## 抜粋:

┄┄┄┄┄┄┄┄┄┄┄┄┄┄┄┄┄┄┄┄

東南アジア・ヴァーチャル・トラヴェル

空想旅行、つまり、旅行記や探検記、フィールド・ワーカーの本、歴史本、その他いろいろの感想・紹介・書評です。

横井勝彦,『アジアの海の大英帝国』,講談社学術文庫,2004

2007-01-31 11:23:01 | ブリティッシュ
同文舘出版1988を文庫化。

リスボン,ジブラルタル,マルタ島,コルフ,コンスタンチノープル,黒海,シロス島,スミルナ,スエズ,ペリム,アデン,マデイラ諸島,テネリフェ島,ベルデ岬諸島,バサースト,シエラレオネ,アセンション島,セント・トマス島,フェルナンド・ポー島,セント・ポール・デ・ロアンダ,喜望峰,クルアムリア,ボンベイ,ツリンコマリー,カルカッタ,ペナン,シンガポール,ラブアン島,香港,上海。

以上が19世紀大英帝国の石炭補給線(p203)

どうしてこんなに貯炭地が必要なのか、というと、つまり当時の蒸気機関は効率が悪く、石炭を山のように消費するからである。
太平洋やインド洋を横断するなんて場合、積荷の大半を石炭が占めることになる。
蒸気船というのは、貨物輸送のための商船では、とうてい燃料費をまかなえない代物だった。
軍艦でさえ、ペリー艦隊(1953年当時)は、日本近海までは帆航でやってきたのである。

では、蒸気船は、釜の水はどうして補給していたのか?

┄┄┄┄┄┄┄┄┄┄┄┄┄┄┄┄┄┄┄┄

## 実施する作業:
1. 『アジアの海の大英帝国』の書評を書き写すこと。「横井勝彦,『アジアの海の大英帝国』,講談社学術文庫,2004」を含む語句から始め、「のように消費するからである。」の直後で止める。
2. 『アジアの海の大英帝国』の書評の続きを、最後の文の後から書くこと。

┄┄┄┄┄┄┄┄┄┄┄┄┄┄┄┄┄┄┄┄

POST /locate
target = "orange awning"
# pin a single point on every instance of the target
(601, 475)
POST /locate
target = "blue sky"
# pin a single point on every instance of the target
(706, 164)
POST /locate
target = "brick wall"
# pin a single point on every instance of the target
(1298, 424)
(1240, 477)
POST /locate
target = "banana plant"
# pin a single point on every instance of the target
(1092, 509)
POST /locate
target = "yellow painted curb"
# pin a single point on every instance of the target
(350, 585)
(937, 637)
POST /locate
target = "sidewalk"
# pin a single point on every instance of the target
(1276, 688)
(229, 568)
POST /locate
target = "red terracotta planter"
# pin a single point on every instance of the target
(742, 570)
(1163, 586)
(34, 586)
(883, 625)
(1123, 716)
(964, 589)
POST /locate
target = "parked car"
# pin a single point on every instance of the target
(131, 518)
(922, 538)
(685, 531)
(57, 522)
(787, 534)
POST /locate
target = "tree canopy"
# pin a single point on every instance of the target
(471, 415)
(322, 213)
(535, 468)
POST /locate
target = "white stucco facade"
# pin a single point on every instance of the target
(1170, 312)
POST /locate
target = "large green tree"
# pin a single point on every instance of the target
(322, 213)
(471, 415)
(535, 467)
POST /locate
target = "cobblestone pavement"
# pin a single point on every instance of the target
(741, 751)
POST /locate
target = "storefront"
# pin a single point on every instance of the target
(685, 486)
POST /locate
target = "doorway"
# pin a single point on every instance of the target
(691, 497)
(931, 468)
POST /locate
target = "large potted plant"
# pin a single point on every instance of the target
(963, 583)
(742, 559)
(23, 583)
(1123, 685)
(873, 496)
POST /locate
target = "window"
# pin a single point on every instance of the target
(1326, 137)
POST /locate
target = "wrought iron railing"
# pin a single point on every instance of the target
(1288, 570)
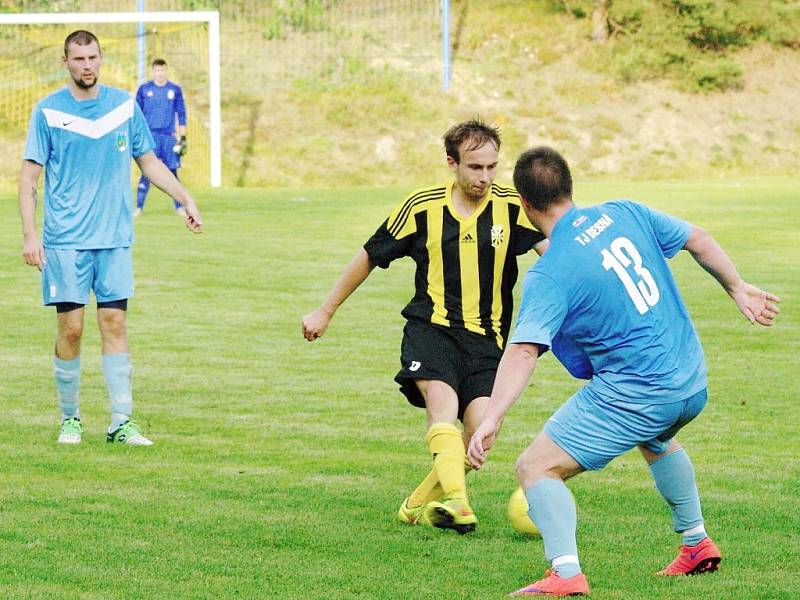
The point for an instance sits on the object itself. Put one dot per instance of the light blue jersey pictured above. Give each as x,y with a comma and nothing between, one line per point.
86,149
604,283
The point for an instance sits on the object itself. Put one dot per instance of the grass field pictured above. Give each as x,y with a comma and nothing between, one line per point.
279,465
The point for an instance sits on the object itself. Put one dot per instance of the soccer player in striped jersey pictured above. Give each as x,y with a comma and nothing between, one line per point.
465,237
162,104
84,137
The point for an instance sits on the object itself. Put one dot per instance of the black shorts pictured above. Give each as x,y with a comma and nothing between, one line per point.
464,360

┄┄┄┄┄┄┄┄┄┄┄┄┄┄┄┄┄┄┄┄

## 作業の解答:
1.
横井勝彦,『アジアの海の大英帝国』,講談社学術文庫,2004

2007-01-31 11:23:01 | ブリティッシュ
同文舘出版1988を文庫化。

リスボン,ジブラルタル,マルタ島,コルフ,コンスタンチノープル,黒海,シロス島,スミルナ,スエズ,ペリム,アデン,マデイラ諸島,テネリフェ島,ベルデ岬諸島,バサースト,シエラレオネ,アセンション島,セント・トマス島,フェルナンド・ポー島,セント・ポール・デ・ロアンダ,喜望峰,クルアムリア,ボンベイ,ツリンコマリー,カルカッタ,ペナン,シンガポール,ラブアン島,香港,上海。

以上が19世紀大英帝国の石炭補給線(p203)

どうしてこんなに貯炭地が必要なのか、というと、つまり当時の蒸気機関は効率が悪く、石炭を山のように消費するからである。

2.
水も大量に運んでいたのか、というと、違った。
なんと、海水を使っていたのだ!
みなさん知っていました?
そのため蒸留器(コンデンサー)が発明される前は、海水で蒸気をつくっていたわけで、圧力が制限された。つまり効率が悪かった。

こんな具合に、燃料食いで効率がわるく、敵の弾丸が外輪にあたれば致命的である蒸気船も、軍艦としては、ひじょうに有利な要素があった。
それは、浅瀬、河口など海底地形が複雑で海流が複雑なところで、小回りが利くことである。
帆船は大洋を航海する場合、抜群の効率であったが、狭い海峡や港湾、河口で身動きが不自由だったわけだ。
それに対し、珠江デルタや天津の白河など、地形がいりくんだ海域での作戦行動に抜群の威力を発する。
上陸作戦では、清帝国の人海戦術に悩まされ、コレラや下痢に戦力を削られる場合も海上戦力は圧倒することができた。

本書は、東アジアからインド洋まで圧倒的に優勢だった大英帝国のパワーを、海軍力から分析したもの。
大英帝国の経済力・金融制度・情報収集、あるいはそれをささえる官僚組織・教育・学問研究など、グレート・ブリテンのパワーを分析する研究は山ほどあったが、本書は単純にして明快な軍事力に焦点をあてたもの。
日本近代史研究者、アジア史研究者などから高い評価を得ている研究である。

時代は19世紀、アヘン戦争、アロー戦争の時代。
東インド会社の海軍(Campany Marine というものがあったのだ!)とインド海軍(というものがあったのです!1830年ボンベイ海軍から改称)とロイヤル・ネイヴィー( Royal Navy 英国海軍、イギリス海軍、などと訳される)との関係。
東インドステーションと中国・日本ステーションの分割(1964年四国連合艦隊の下関砲撃の前後)といった組織の変遷。
民間組織である郵船、貨物船と、軍事徴用制度。
海図制作。
財政問題、軍縮問題(軍縮問題というのは、常に予算削減問題だ)。

といったトピックを扱っている。
用語だけ並べると、細かい問題ばかりつっついた学術書のような印象をあたえるが、19世紀の世界を知る上で基本中の基本をあつかった内容である。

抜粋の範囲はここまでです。